Do this -> Make an exact copy of the lines, leaving the pictures out.
■ ■ ■ ■ ■
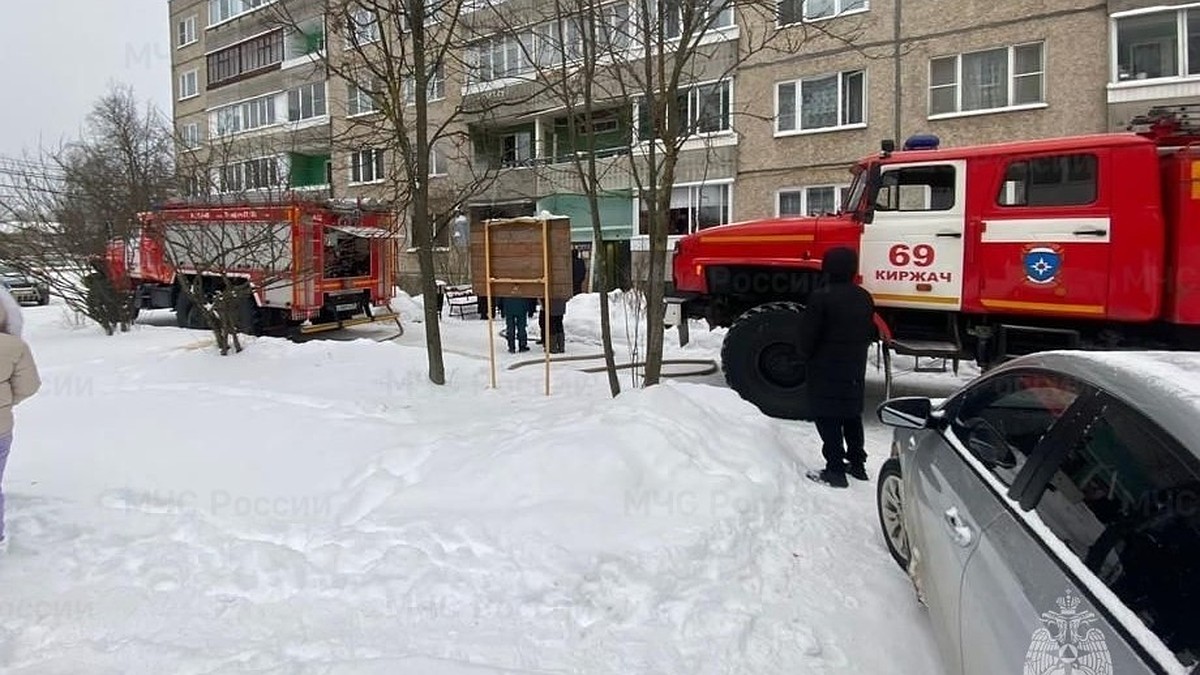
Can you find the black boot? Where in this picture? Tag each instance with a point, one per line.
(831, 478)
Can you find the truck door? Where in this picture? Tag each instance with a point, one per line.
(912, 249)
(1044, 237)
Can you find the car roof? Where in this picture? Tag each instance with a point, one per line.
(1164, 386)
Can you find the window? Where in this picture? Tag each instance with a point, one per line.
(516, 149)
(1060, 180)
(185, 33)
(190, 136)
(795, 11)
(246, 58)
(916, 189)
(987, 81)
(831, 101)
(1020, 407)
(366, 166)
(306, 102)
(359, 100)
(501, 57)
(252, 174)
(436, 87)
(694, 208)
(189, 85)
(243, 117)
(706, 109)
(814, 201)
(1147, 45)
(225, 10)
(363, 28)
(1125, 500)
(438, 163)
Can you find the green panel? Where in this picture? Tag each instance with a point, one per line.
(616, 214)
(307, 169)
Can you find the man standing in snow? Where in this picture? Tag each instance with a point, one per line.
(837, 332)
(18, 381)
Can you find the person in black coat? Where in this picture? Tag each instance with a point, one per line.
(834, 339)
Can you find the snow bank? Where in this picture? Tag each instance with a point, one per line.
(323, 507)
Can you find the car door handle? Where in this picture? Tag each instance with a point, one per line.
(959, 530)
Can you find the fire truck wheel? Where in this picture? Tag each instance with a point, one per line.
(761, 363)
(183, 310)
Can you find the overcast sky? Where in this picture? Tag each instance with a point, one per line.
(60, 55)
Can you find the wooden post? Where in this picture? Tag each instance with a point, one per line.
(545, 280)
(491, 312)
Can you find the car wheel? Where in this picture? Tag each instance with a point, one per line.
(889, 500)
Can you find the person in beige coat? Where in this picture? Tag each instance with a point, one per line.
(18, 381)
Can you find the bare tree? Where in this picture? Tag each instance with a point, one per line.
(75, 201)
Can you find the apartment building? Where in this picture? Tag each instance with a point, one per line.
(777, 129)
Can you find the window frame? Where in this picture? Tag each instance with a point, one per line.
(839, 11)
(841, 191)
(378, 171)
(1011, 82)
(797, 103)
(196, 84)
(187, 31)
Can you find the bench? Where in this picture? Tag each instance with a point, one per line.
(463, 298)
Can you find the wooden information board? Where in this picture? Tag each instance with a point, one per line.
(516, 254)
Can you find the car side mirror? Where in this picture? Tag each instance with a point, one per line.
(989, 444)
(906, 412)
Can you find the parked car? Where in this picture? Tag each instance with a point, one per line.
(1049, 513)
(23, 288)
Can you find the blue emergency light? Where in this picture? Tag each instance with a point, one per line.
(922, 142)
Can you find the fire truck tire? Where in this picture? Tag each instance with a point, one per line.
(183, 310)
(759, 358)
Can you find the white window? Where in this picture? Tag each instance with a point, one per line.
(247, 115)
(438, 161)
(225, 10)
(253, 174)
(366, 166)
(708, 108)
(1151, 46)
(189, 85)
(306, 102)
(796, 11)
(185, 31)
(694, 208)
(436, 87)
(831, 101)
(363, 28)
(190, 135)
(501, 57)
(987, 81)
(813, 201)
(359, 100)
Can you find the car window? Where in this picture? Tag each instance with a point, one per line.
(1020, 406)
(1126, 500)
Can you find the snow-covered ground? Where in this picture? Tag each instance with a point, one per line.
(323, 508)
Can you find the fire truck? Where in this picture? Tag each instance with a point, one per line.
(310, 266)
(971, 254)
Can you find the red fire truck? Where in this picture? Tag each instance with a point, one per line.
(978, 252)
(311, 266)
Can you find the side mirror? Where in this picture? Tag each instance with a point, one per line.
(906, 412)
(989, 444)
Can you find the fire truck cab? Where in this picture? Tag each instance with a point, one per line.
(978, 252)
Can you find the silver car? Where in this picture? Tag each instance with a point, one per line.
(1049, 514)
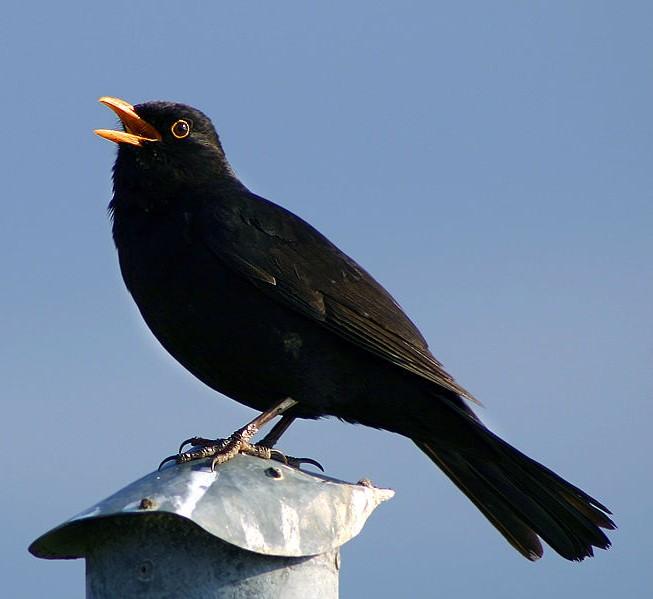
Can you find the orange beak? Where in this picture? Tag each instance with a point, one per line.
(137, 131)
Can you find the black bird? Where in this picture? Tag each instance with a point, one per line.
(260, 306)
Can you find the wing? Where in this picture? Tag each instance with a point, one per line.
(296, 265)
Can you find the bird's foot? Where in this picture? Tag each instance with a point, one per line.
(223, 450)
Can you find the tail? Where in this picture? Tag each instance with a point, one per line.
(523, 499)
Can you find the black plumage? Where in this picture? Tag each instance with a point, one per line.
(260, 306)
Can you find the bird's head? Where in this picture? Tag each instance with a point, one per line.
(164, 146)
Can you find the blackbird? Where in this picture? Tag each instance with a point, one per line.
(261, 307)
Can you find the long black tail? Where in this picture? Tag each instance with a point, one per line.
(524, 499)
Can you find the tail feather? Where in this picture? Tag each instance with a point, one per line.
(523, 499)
■ ■ ■ ■ ■
Task answer ->
Can you find the black boot? Where in this picture? Tag each instance with a point, one per line.
(831, 478)
Can you find the truck door? Where in this picture? Tag each instance with a point, one per line.
(912, 249)
(1044, 237)
Can you find the car roof? Where in this picture? Tag each instance with a point, one per line.
(1164, 386)
Can you find the window? Where in this picture? Tag each instance with a point, one per line.
(516, 149)
(1060, 180)
(185, 33)
(190, 136)
(795, 11)
(246, 58)
(916, 189)
(987, 81)
(831, 101)
(1020, 407)
(366, 166)
(306, 102)
(359, 100)
(501, 57)
(252, 174)
(436, 87)
(694, 208)
(189, 85)
(243, 117)
(706, 109)
(814, 201)
(1147, 45)
(225, 10)
(363, 28)
(1125, 500)
(438, 163)
Can you find the green panel? Where in this picture? Tag each instance with a point, one per line.
(616, 214)
(307, 169)
Can you find the man standing in snow? Where in this picture? Tag each instance with a point, one per line.
(837, 332)
(18, 381)
Can you find the person in black coat? Where in this picture? Tag each instance with a point, one per line.
(834, 339)
Can you find the snow bank? Where in this picture? Tag each instance with a point, one per line.
(323, 507)
Can you find the car door handle? Where in this picture? Tag each instance with a point, one per line.
(959, 530)
Can you find the fire truck wheel? Where in this picture? Tag each instance with a point, one per line.
(761, 363)
(183, 310)
Can you find the overcast sky? Where in this picture? Tag each instance with a point, one per line.
(60, 55)
Can you find the wooden post? Where in this picture? Tag each instance with a point, one per line.
(545, 280)
(491, 312)
Can you find the car wheel? Where in this picture? Tag each instance with a point, one per line.
(889, 500)
Can you find the person in beige coat? Where in this picture? Tag each instance with a point, one per line.
(18, 381)
Can you find the bare tree? Where in this picture? Tag each instance with a point, one per line.
(75, 201)
Can you find the apartment building? Where in this picture? Tag each instance with a point, one per line.
(777, 129)
Can you find the window frame? Where in this picture? Tag each instance with a point, one per line.
(839, 11)
(841, 191)
(378, 171)
(1011, 82)
(797, 103)
(196, 84)
(187, 31)
Can you find the bench? Where in this picture? Tag each instance with a point, one per line.
(463, 298)
Can you find the wooden information board? Where in this picture? Tag each instance with a point, one per line.
(516, 254)
Can you find the car side mirror? Where in this picture? Tag each instance with a point, one per line.
(989, 444)
(906, 412)
Can you find the parked car? Where in this picture? Tag each instance with a point, one per line.
(1049, 513)
(23, 288)
Can you find the blue emergency light? Where in this picture? Tag each instance with a point, one per line.
(922, 142)
Can you find the fire truck tire? Where in this picture? Tag each instance with a point, one per line.
(183, 310)
(759, 358)
Can you find the white window? Where in this picture? Tag each instance with a point, one per line.
(247, 115)
(438, 161)
(225, 10)
(253, 174)
(366, 166)
(708, 108)
(1151, 46)
(189, 85)
(306, 102)
(796, 11)
(185, 31)
(694, 208)
(436, 87)
(831, 101)
(363, 28)
(190, 135)
(501, 57)
(987, 81)
(813, 201)
(359, 100)
Can you find the car window? Where in this picture? Tag each instance with a point, one per line.
(1020, 406)
(1126, 500)
Can you find the snow-covered ground? Where in this picture? Tag each instance with a point, one per line.
(323, 508)
Can you find the fire truck? Where in this picture? Tag each instance with a point, one per line.
(310, 266)
(971, 254)
Can you find the red fire truck? Where in this picture? Tag each instance with a point, one per line.
(978, 252)
(311, 266)
Can you find the side mirror? Where in this picture? Tag each instance with a point, one per line.
(906, 412)
(989, 444)
Can you find the fire truck cab? Where in this picture? Tag each instance with a point, one per line.
(978, 252)
Can you find the silver car? Where in this picture? Tag each instance with a point, one per line.
(1049, 514)
Can you find the orange beak? Where in this picture? Tag each instance with a point, one per line.
(137, 131)
Can you find the black bird? Where in this picture? Tag each instance with a point, one per line.
(260, 306)
Can you find the wing? Where in this picture? Tag each instance with a point, one per line.
(296, 265)
Can you find the bird's foot? Where in this picture? Tag each instance with a point, one per line.
(223, 450)
Can you find the tail? Where in this picture? Tag each instance with a point, one per line.
(523, 499)
Can you find the black plumage? Where in this picture? Tag each instance with a point, one per line.
(260, 306)
Can you find the bird's head? Where in this picture? Tag each instance with a point, one per line.
(164, 146)
Can you find the blackbird? Where in this picture? Tag each instance with a point, one per line.
(261, 307)
Can you find the long black tail? Where in this picture? Tag each instance with a point, one per line.
(524, 499)
Can you find the tail feather? Where in this picture? Tag each instance with a point, one per line.
(523, 499)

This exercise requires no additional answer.